Required work | Keep only the lines below that contain the word "license", and copy each one out. Case counts, so a line matches only if its capitalization is the same.

-=-=-

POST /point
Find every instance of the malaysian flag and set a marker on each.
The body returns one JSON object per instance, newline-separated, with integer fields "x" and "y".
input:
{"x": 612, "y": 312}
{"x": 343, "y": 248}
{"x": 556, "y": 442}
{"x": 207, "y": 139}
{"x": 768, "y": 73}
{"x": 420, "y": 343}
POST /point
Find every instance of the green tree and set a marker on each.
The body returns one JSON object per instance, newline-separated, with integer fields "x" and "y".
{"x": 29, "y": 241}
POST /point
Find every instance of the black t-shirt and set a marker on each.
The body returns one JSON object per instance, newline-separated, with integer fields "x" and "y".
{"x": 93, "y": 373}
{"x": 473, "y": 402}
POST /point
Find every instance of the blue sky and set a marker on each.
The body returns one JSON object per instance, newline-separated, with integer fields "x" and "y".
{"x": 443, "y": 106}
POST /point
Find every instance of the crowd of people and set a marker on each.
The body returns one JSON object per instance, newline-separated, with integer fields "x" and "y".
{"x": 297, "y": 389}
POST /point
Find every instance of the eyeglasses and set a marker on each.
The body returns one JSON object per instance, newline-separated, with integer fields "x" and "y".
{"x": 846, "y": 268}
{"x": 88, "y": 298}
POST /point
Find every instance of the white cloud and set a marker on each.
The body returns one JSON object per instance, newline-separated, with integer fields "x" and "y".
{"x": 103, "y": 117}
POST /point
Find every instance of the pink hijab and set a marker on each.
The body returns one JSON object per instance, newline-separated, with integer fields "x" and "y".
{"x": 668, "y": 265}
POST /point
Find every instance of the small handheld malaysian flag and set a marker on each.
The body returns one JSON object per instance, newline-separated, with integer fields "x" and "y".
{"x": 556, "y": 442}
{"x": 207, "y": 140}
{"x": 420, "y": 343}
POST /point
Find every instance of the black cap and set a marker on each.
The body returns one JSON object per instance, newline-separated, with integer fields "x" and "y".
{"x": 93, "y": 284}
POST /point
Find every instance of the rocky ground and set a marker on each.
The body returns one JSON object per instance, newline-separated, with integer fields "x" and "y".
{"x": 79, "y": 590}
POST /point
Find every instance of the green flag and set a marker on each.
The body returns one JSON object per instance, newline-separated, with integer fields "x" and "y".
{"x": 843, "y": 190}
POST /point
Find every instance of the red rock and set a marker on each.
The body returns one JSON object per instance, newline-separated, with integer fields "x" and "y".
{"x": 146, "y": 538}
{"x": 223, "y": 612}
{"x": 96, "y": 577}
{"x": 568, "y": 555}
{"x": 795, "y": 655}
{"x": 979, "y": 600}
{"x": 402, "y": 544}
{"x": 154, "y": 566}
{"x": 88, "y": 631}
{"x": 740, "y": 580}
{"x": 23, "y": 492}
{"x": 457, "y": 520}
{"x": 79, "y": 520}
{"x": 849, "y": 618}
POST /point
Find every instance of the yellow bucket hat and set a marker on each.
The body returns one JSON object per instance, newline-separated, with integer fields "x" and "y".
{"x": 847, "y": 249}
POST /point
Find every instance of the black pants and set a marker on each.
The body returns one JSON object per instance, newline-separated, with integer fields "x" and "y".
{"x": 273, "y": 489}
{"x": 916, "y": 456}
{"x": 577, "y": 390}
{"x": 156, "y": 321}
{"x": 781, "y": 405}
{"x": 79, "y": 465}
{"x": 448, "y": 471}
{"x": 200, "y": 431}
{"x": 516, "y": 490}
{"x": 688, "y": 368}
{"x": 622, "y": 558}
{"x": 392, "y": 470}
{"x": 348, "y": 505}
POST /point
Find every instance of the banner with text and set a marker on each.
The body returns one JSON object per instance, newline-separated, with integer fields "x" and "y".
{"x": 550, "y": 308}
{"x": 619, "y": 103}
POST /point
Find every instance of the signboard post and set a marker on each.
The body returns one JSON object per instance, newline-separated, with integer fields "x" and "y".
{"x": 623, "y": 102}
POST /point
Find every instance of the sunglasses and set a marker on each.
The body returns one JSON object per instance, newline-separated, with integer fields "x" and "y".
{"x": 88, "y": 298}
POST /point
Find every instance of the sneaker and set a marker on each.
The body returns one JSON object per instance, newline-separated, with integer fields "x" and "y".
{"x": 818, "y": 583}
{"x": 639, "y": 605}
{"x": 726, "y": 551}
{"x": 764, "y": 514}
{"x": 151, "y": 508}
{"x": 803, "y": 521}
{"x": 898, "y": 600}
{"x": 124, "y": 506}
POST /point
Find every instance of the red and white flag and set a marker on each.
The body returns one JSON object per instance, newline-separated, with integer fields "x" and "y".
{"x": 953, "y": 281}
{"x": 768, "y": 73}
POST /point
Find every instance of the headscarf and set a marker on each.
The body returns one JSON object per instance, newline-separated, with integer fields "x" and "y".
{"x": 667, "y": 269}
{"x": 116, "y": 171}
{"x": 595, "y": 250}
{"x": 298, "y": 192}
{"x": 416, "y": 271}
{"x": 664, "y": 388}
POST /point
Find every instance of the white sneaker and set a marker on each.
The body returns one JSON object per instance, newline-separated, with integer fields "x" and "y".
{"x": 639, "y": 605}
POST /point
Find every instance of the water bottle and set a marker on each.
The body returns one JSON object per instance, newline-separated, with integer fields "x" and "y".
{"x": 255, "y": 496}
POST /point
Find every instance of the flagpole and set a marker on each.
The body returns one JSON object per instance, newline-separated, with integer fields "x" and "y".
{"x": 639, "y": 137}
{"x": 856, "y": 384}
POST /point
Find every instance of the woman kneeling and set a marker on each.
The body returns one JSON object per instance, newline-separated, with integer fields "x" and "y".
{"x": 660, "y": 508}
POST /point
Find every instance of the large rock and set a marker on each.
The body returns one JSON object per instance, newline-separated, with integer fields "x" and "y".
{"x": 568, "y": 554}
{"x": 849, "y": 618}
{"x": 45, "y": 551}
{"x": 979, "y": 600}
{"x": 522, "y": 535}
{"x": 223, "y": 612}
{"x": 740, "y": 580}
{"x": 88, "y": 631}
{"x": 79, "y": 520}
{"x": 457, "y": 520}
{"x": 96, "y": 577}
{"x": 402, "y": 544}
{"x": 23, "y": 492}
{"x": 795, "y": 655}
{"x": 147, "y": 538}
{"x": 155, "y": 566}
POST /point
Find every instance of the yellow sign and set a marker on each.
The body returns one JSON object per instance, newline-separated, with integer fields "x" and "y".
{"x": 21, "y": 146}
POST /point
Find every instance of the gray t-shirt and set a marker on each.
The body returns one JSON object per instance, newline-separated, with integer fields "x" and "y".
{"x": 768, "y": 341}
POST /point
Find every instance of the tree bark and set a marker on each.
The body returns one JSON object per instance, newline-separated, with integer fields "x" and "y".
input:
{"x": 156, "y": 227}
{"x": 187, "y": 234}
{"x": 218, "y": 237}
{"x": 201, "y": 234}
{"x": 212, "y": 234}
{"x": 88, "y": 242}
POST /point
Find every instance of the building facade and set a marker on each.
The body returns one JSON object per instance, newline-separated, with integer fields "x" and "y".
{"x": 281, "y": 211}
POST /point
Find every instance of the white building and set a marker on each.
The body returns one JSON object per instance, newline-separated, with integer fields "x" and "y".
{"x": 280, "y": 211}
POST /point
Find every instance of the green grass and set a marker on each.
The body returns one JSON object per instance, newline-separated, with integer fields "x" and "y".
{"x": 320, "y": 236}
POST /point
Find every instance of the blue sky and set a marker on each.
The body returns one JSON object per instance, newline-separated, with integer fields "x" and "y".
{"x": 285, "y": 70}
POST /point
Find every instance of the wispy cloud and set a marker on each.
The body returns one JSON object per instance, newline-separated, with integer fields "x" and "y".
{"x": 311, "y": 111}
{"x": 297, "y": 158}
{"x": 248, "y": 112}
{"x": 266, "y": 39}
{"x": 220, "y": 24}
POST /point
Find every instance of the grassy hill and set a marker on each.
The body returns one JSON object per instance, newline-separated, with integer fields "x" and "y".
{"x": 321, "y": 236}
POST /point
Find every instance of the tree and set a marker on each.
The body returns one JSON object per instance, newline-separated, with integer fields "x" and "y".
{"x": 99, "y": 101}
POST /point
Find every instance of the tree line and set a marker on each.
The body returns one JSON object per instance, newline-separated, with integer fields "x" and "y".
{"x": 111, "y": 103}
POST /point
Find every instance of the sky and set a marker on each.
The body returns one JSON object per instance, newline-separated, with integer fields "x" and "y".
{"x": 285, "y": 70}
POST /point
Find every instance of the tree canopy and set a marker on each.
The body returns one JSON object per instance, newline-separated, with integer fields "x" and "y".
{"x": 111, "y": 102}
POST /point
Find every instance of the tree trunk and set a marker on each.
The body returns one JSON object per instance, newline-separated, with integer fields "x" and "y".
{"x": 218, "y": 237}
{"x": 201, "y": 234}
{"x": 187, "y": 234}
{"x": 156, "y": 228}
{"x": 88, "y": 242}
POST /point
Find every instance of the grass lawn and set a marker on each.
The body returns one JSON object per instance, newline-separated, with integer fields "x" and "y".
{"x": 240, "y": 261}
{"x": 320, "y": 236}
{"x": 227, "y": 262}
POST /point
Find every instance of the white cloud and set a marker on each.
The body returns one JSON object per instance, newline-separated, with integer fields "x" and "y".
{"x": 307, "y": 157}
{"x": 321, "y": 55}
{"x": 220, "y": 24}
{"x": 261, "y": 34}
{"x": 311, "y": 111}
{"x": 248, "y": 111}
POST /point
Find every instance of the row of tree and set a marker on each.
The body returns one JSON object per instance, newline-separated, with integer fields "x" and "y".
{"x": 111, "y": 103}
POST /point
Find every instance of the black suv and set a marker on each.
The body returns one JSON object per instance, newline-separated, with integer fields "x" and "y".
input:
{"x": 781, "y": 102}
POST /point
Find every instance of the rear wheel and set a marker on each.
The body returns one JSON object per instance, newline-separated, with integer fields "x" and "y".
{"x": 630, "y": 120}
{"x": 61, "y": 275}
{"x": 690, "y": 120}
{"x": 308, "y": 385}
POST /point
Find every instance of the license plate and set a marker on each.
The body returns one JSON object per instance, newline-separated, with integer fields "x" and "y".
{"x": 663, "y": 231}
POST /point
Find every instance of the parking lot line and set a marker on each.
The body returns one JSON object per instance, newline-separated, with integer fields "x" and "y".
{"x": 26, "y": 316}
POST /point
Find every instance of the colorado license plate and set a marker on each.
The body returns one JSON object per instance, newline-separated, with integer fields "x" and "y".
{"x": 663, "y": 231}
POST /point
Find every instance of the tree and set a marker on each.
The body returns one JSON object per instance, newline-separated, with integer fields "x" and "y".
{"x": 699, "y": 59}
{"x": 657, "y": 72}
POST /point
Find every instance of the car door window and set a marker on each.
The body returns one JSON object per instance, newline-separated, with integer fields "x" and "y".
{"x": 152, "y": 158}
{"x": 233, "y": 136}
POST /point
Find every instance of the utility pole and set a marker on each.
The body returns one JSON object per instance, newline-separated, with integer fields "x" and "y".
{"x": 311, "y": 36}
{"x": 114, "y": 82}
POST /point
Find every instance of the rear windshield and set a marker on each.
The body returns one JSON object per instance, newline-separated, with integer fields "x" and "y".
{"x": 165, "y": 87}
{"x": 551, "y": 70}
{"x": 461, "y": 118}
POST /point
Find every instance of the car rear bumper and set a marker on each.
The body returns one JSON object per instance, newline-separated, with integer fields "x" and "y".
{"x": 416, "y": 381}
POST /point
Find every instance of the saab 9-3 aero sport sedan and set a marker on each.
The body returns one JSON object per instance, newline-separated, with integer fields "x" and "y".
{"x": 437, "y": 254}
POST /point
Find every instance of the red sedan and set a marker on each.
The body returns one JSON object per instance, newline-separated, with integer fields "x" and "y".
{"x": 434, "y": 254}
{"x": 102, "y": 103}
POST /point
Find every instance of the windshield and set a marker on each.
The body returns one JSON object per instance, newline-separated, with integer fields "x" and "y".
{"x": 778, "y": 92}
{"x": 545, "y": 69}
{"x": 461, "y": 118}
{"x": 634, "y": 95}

-=-=-

Result of this task |
Find every instance of the license plate and set a marker on each.
Find every instance of the colorado license plate and set a marker on each.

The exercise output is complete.